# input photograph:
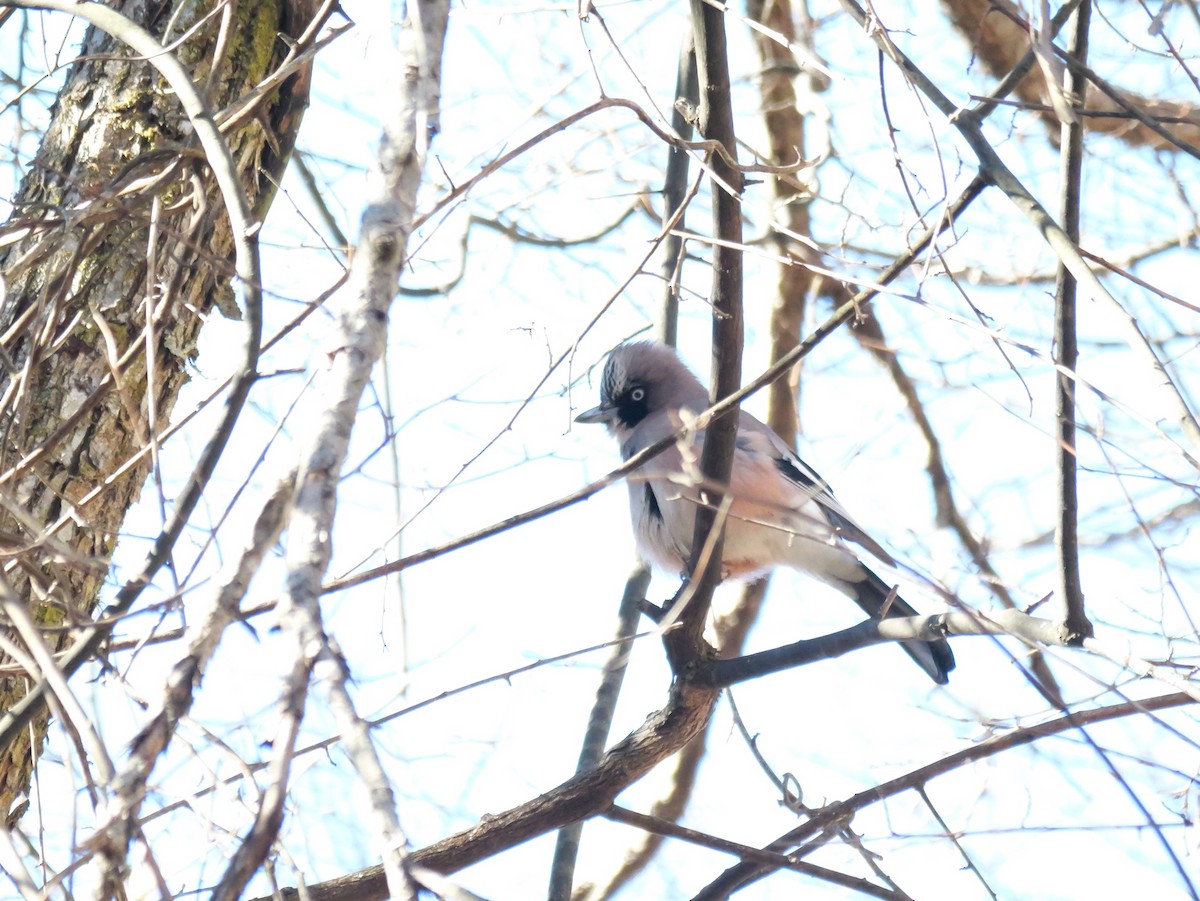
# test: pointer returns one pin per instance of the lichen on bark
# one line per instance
(118, 150)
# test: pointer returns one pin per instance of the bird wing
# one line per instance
(759, 438)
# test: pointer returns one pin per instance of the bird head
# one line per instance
(640, 379)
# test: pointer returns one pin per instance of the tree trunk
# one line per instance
(117, 215)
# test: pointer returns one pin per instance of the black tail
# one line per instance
(935, 658)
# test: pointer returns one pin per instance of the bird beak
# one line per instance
(598, 414)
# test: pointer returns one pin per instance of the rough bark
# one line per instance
(118, 214)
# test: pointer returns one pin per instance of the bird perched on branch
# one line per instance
(781, 512)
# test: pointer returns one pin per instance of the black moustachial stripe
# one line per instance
(629, 410)
(652, 504)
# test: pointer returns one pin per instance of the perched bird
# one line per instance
(783, 514)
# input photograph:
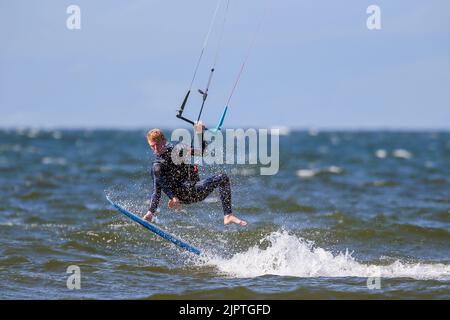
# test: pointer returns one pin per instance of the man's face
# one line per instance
(157, 147)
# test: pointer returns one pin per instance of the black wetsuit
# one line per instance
(182, 181)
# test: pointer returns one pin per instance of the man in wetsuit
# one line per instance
(180, 182)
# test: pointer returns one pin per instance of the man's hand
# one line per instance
(149, 216)
(199, 127)
(174, 203)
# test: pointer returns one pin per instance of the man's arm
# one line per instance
(199, 128)
(156, 195)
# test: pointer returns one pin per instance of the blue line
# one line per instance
(155, 229)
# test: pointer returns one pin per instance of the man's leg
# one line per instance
(204, 187)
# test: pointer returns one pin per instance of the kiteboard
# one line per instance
(180, 243)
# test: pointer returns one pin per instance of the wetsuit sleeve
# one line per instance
(204, 145)
(156, 195)
(159, 183)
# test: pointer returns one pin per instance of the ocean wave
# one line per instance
(290, 255)
(309, 173)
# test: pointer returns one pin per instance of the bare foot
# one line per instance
(148, 217)
(229, 218)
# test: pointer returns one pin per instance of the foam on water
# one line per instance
(290, 255)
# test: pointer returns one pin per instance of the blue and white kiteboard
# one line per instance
(155, 229)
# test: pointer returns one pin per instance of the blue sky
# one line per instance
(313, 64)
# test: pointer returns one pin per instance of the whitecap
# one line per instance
---*---
- **What you have to do**:
Within the lines above, find those holding the word "bird" and copy them.

- **Response**:
# test: pointer returns one pin per instance of the bird wing
# test: pointer returns one pin per instance of the bird head
# test: pointer returns one pin per instance of the bird beak
# test: pointer returns one pin per instance of the bird perched on branch
# test: pointer returns one pin per instance of the perched bird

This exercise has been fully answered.